*WHAT TO PRODUCE:* In the copy you make, keep each entry exactly as it is and leave out all images.

Start of Block

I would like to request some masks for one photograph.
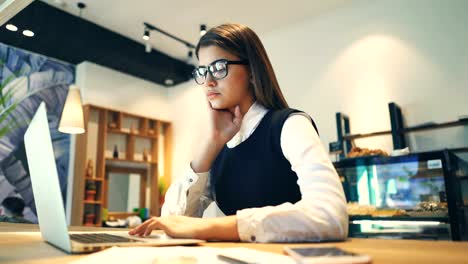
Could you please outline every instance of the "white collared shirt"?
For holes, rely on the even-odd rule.
[[[233,148],[245,141],[267,112],[268,109],[254,103],[227,146]],[[284,156],[297,174],[301,200],[237,211],[240,239],[291,242],[346,238],[348,214],[343,187],[310,118],[302,113],[290,115],[281,130],[280,141]],[[209,172],[195,173],[189,166],[186,175],[168,189],[161,215],[201,217],[213,201],[209,177]]]

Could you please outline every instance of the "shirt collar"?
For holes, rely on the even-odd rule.
[[[255,128],[257,128],[260,120],[262,120],[263,116],[267,112],[267,108],[257,102],[254,102],[242,118],[242,124],[239,132],[237,132],[237,134],[234,135],[231,140],[229,140],[227,146],[229,148],[233,148],[246,140],[253,133],[253,131],[255,131]]]

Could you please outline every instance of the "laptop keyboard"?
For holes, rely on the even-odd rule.
[[[141,242],[138,240],[106,233],[70,234],[70,238],[73,241],[84,244]]]

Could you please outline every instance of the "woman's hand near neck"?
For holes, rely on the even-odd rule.
[[[224,145],[239,132],[242,119],[253,105],[252,97],[240,102],[240,104],[226,110],[213,109],[208,102],[210,115],[210,132],[208,137],[198,148],[198,154],[190,163],[194,172],[207,172],[223,149]]]

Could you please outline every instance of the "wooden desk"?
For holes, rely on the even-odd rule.
[[[105,230],[93,227],[72,227],[73,231]],[[112,229],[115,230],[115,229]],[[68,255],[45,243],[37,225],[0,223],[0,263],[68,263],[84,255]],[[11,233],[17,232],[17,233]],[[367,254],[375,264],[398,263],[468,263],[468,242],[350,239],[326,244],[251,244],[251,243],[202,243],[210,247],[248,247],[257,250],[282,253],[285,245],[336,246],[356,253]]]

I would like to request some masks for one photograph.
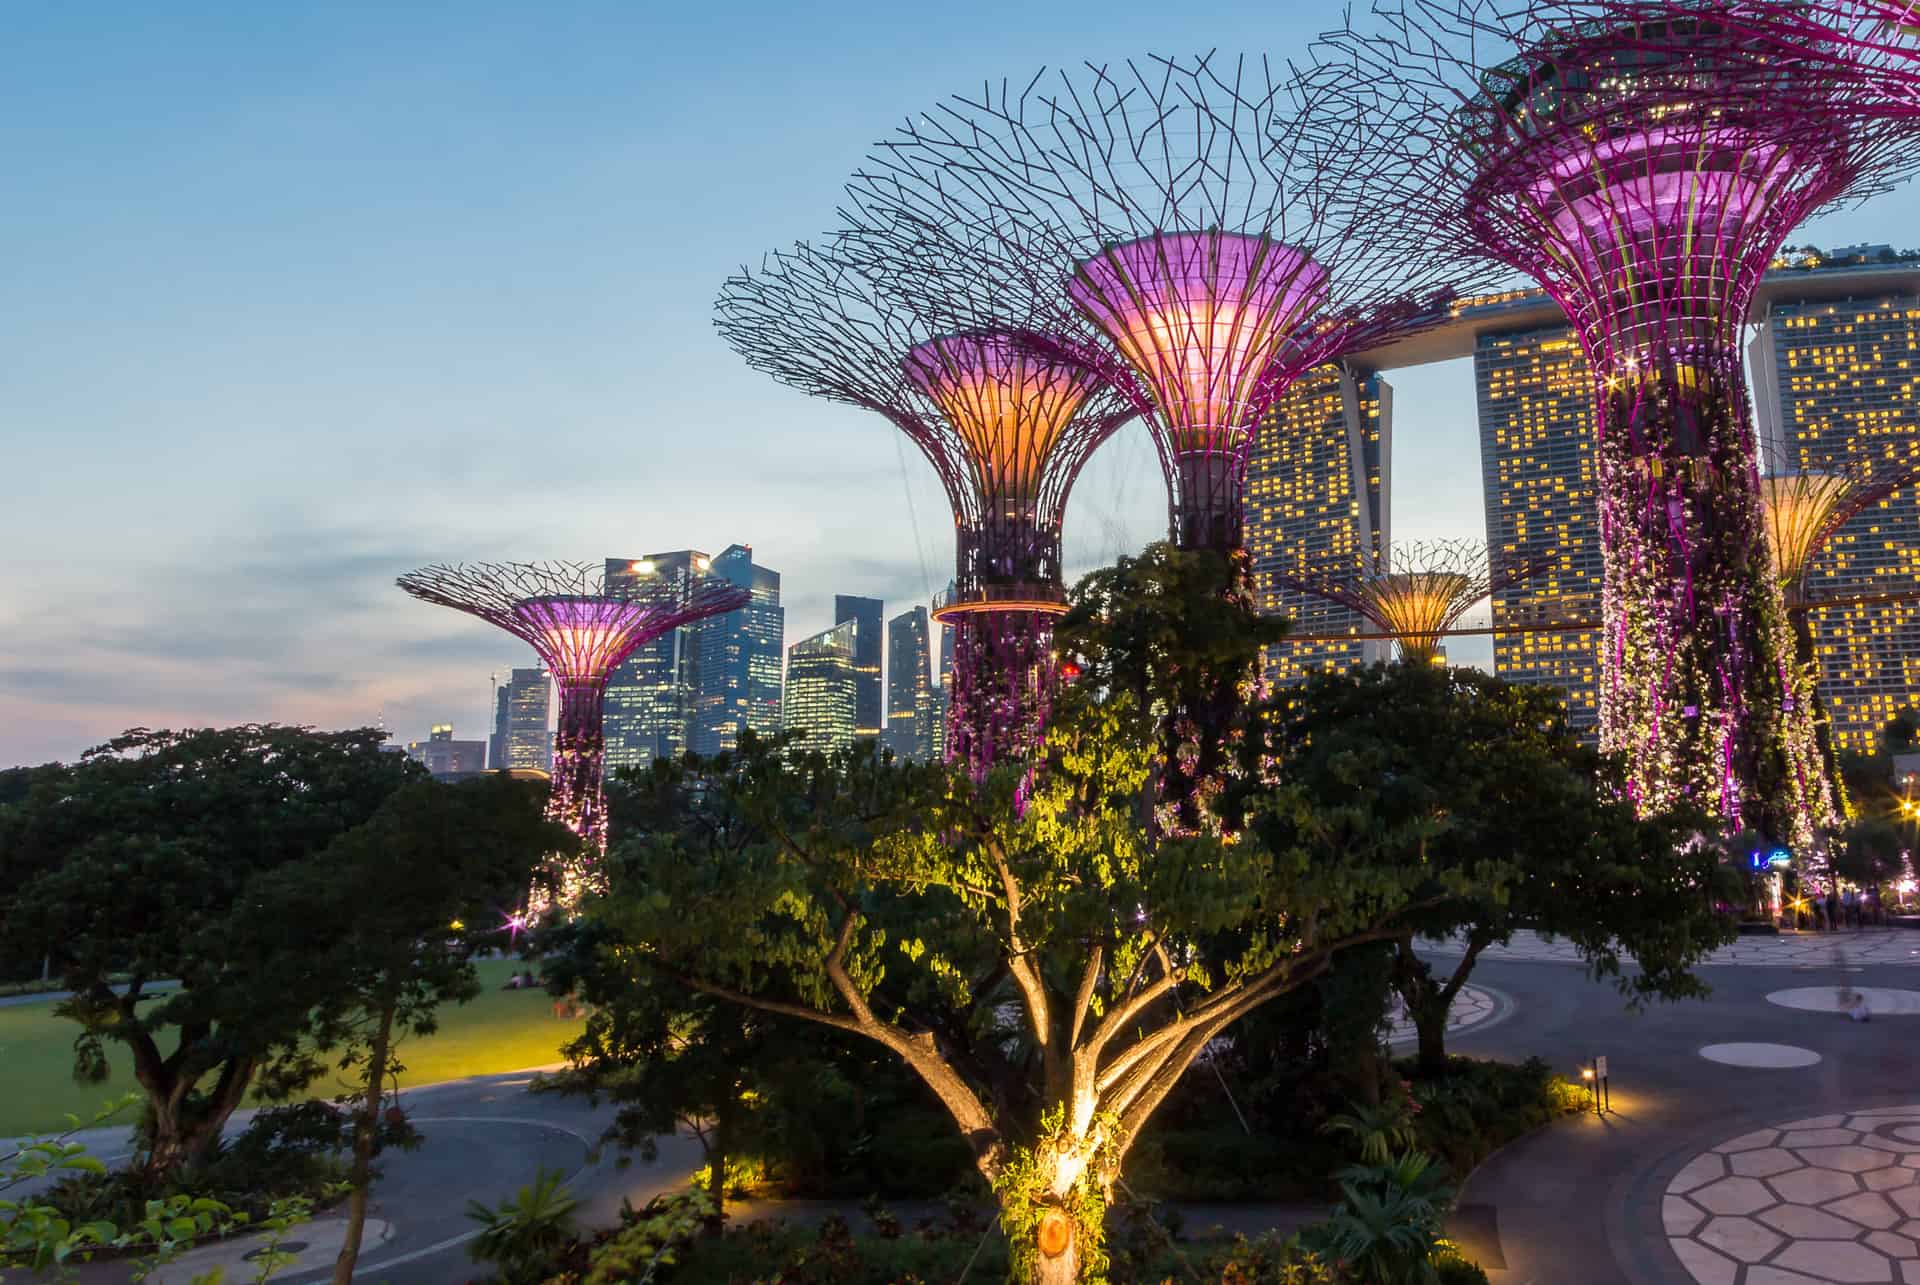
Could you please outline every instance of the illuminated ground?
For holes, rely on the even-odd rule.
[[[491,1075],[560,1060],[560,1046],[579,1032],[578,1021],[553,1015],[544,991],[503,991],[517,961],[484,960],[486,989],[471,1004],[442,1010],[435,1035],[408,1041],[400,1056],[406,1064],[403,1088],[469,1075]],[[114,1075],[105,1084],[73,1082],[73,1037],[78,1028],[54,1016],[49,1001],[0,1006],[0,1137],[10,1138],[61,1126],[72,1112],[91,1117],[103,1101],[133,1088],[124,1047],[109,1044]],[[332,1096],[338,1086],[319,1086]]]

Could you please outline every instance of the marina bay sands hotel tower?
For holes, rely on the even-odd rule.
[[[1766,471],[1920,459],[1920,257],[1884,246],[1794,255],[1763,279],[1749,321]],[[1494,595],[1495,672],[1560,688],[1574,725],[1597,739],[1597,630],[1499,632],[1600,618],[1592,384],[1565,316],[1538,290],[1459,301],[1441,325],[1322,368],[1275,408],[1247,471],[1246,541],[1261,608],[1292,619],[1296,634],[1368,631],[1347,608],[1277,580],[1309,569],[1337,574],[1363,552],[1390,549],[1391,372],[1465,357],[1473,358],[1496,582],[1521,561],[1540,568]],[[1416,421],[1410,431],[1421,428]],[[1816,558],[1810,588],[1847,598],[1920,588],[1913,490],[1850,519]],[[1818,608],[1814,630],[1836,744],[1870,748],[1888,718],[1920,703],[1920,603]],[[1314,669],[1385,659],[1386,646],[1281,642],[1266,676],[1298,681]]]

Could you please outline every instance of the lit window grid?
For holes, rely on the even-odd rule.
[[[1253,565],[1254,603],[1266,615],[1284,616],[1297,634],[1371,632],[1358,612],[1276,581],[1288,573],[1357,567],[1370,528],[1368,558],[1379,553],[1378,532],[1386,511],[1383,491],[1379,386],[1363,379],[1360,415],[1367,477],[1363,522],[1347,439],[1346,399],[1340,372],[1321,366],[1295,381],[1261,420],[1247,462],[1246,548]],[[1348,669],[1382,654],[1360,641],[1281,641],[1265,650],[1265,680],[1285,686],[1325,669]]]
[[[1792,464],[1920,456],[1920,298],[1776,304],[1783,448]],[[1897,491],[1843,525],[1809,568],[1809,596],[1920,588],[1920,495]],[[1920,603],[1813,613],[1820,696],[1842,751],[1870,751],[1920,685]]]
[[[1595,619],[1604,576],[1595,496],[1593,383],[1571,328],[1483,336],[1474,353],[1487,552],[1499,574],[1541,569],[1493,595],[1493,624]],[[1557,687],[1599,739],[1599,635],[1495,634],[1494,672]]]

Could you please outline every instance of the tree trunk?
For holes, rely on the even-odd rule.
[[[1080,1279],[1080,1236],[1071,1218],[1067,1219],[1066,1248],[1053,1257],[1041,1251],[1037,1258],[1033,1272],[1035,1285],[1075,1285]]]
[[[393,1014],[398,1006],[389,997],[380,1008],[380,1026],[367,1050],[367,1091],[353,1121],[353,1195],[347,1201],[347,1238],[333,1260],[333,1285],[349,1285],[360,1261],[360,1239],[367,1227],[367,1194],[373,1182],[373,1140],[380,1129],[380,1103],[385,1098],[388,1054],[393,1046]]]
[[[1411,1010],[1413,1029],[1420,1035],[1417,1073],[1423,1080],[1438,1079],[1447,1073],[1447,1010],[1451,1007],[1443,1000],[1430,1001]]]
[[[718,1236],[726,1221],[727,1150],[733,1143],[733,1104],[722,1102],[713,1116],[713,1143],[707,1148],[707,1199],[713,1202],[713,1217],[707,1220],[707,1234]]]
[[[207,1153],[227,1120],[246,1097],[253,1081],[253,1059],[234,1058],[220,1068],[208,1100],[192,1101],[193,1086],[199,1077],[182,1082],[182,1077],[164,1065],[144,1069],[138,1057],[134,1078],[146,1090],[147,1103],[153,1108],[153,1149],[147,1154],[144,1170],[148,1182],[158,1184]]]

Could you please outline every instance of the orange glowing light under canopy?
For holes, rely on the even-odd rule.
[[[910,349],[901,364],[959,435],[987,507],[1006,517],[1030,516],[1048,463],[1086,403],[1093,376],[1027,352],[1010,335],[991,333],[928,340]]]
[[[1845,520],[1855,483],[1841,473],[1786,473],[1760,479],[1773,572],[1788,590]]]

End of Block

*TASK ANSWER:*
I would like to request some masks for one photograph.
Could you please outline every instance of the "white collared shirt"?
For holes, rely on the even-odd rule.
[[[233,148],[245,141],[267,112],[268,109],[254,103],[227,146]],[[284,156],[297,174],[301,200],[237,211],[240,239],[291,242],[346,238],[348,214],[343,187],[310,118],[302,113],[290,115],[281,130],[280,141]],[[209,172],[195,173],[189,166],[186,175],[168,189],[161,215],[201,217],[213,201],[209,177]]]

Could you please outline every instance of the "shirt collar"?
For holes, rely on the even-odd rule.
[[[255,128],[257,128],[260,120],[262,120],[263,116],[267,112],[267,108],[257,102],[254,102],[242,118],[242,124],[239,132],[237,132],[237,134],[234,135],[231,140],[229,140],[227,146],[229,148],[233,148],[246,140],[253,133],[253,131],[255,131]]]

Could you please outline every instance of the "laptop keyboard"?
For holes, rely on the even-odd rule.
[[[141,242],[138,240],[106,233],[70,234],[70,238],[73,241],[84,244]]]

Could you please outline every instance of the "woman's hand near neck"?
For holes, rely on the even-odd rule.
[[[224,145],[239,132],[242,119],[253,105],[252,97],[240,102],[240,104],[226,110],[213,109],[208,102],[210,115],[210,132],[208,137],[198,148],[198,154],[190,163],[194,172],[207,172],[223,149]]]

Could you please outline every instance of the "wooden desk"?
For holes, rely on the even-odd rule.
[[[105,230],[93,227],[72,227],[73,231]],[[112,229],[115,230],[115,229]],[[68,255],[45,243],[37,225],[0,223],[0,263],[68,263],[84,255]],[[11,233],[17,232],[17,233]],[[367,254],[375,264],[398,263],[468,263],[468,242],[350,239],[326,244],[251,244],[251,243],[202,243],[210,247],[248,247],[257,250],[282,253],[285,245],[336,246],[356,253]]]

I would like to request some masks for one photograph.
Could you please outline every instance of the illuminated ground?
For holes, rely on the even-odd rule.
[[[491,1075],[560,1060],[560,1046],[579,1032],[578,1021],[553,1015],[544,991],[503,991],[517,961],[484,960],[486,989],[471,1004],[442,1010],[435,1035],[408,1041],[400,1056],[406,1064],[403,1088],[469,1075]],[[114,1075],[105,1084],[73,1082],[73,1037],[78,1028],[54,1016],[49,1001],[0,1006],[0,1137],[10,1138],[61,1126],[72,1112],[91,1117],[103,1101],[133,1088],[124,1047],[109,1044]],[[332,1096],[338,1086],[319,1086]]]

Could you please outline every instance of the marina bay sands hotel tower?
For holes, rely on the even-odd rule.
[[[1766,471],[1920,459],[1920,257],[1884,246],[1794,255],[1763,279],[1749,321]],[[1494,595],[1495,672],[1560,688],[1574,725],[1597,739],[1597,630],[1499,632],[1600,618],[1592,384],[1565,316],[1538,290],[1459,301],[1441,325],[1322,368],[1275,408],[1247,471],[1246,541],[1261,608],[1292,619],[1296,634],[1368,631],[1347,608],[1277,580],[1309,569],[1337,574],[1363,552],[1390,549],[1391,372],[1465,357],[1473,358],[1496,582],[1521,561],[1540,568]],[[1416,421],[1410,431],[1421,428]],[[1816,558],[1810,588],[1847,598],[1920,588],[1913,490],[1850,519]],[[1818,608],[1814,630],[1836,744],[1870,748],[1888,718],[1920,703],[1920,603]],[[1314,669],[1385,659],[1386,646],[1281,642],[1266,676],[1298,681]]]

Could you please outline every instance of the lit window grid?
For holes, rely on the even-odd rule.
[[[1253,565],[1254,603],[1266,615],[1284,616],[1297,634],[1371,632],[1358,612],[1276,581],[1288,573],[1357,567],[1370,528],[1368,558],[1379,553],[1378,532],[1386,511],[1383,491],[1379,386],[1363,379],[1360,415],[1367,477],[1363,522],[1347,439],[1346,399],[1340,372],[1321,366],[1295,381],[1261,420],[1247,462],[1246,548]],[[1348,669],[1382,654],[1360,641],[1281,641],[1265,650],[1265,680],[1285,686],[1325,669]]]
[[[1792,464],[1920,456],[1920,298],[1776,304],[1783,448]],[[1897,491],[1843,525],[1809,568],[1809,596],[1920,588],[1920,495]],[[1920,603],[1813,613],[1820,696],[1842,751],[1870,751],[1920,685]]]
[[[1595,619],[1604,576],[1595,496],[1593,383],[1571,328],[1483,336],[1474,353],[1487,552],[1499,574],[1541,569],[1493,595],[1493,624]],[[1557,687],[1599,739],[1599,635],[1495,634],[1494,672]]]

Could you please outline every instance of the tree trunk?
For holes, rely on the even-odd rule.
[[[1080,1279],[1080,1236],[1071,1218],[1067,1219],[1066,1248],[1053,1257],[1041,1251],[1037,1258],[1033,1272],[1035,1285],[1075,1285]]]
[[[393,1014],[398,1006],[389,997],[380,1008],[380,1026],[367,1050],[367,1091],[353,1121],[353,1195],[347,1201],[347,1238],[333,1260],[333,1285],[349,1285],[360,1261],[360,1239],[367,1227],[367,1194],[373,1182],[373,1140],[380,1129],[380,1103],[385,1098],[388,1054],[393,1046]]]
[[[1411,1010],[1413,1029],[1420,1035],[1417,1073],[1423,1080],[1438,1079],[1447,1073],[1447,1010],[1451,1007],[1443,1000],[1430,1001]]]
[[[718,1236],[726,1221],[727,1150],[733,1143],[733,1104],[722,1102],[713,1116],[713,1143],[707,1148],[707,1199],[713,1202],[713,1217],[707,1220],[707,1234]]]
[[[207,1153],[227,1120],[246,1097],[253,1081],[253,1059],[234,1058],[220,1068],[208,1100],[192,1101],[193,1086],[199,1077],[182,1082],[182,1077],[164,1065],[144,1069],[138,1057],[134,1078],[146,1090],[147,1103],[153,1108],[153,1149],[147,1154],[144,1170],[148,1182],[158,1184]]]

Could you please outline every instance of the orange glowing light under canopy?
For holes, rely on the even-odd rule.
[[[910,349],[901,364],[959,435],[987,507],[1006,517],[1030,516],[1048,463],[1086,403],[1093,376],[1027,352],[1010,335],[991,333],[928,340]]]
[[[1845,520],[1855,483],[1841,473],[1786,473],[1760,479],[1773,572],[1788,590]]]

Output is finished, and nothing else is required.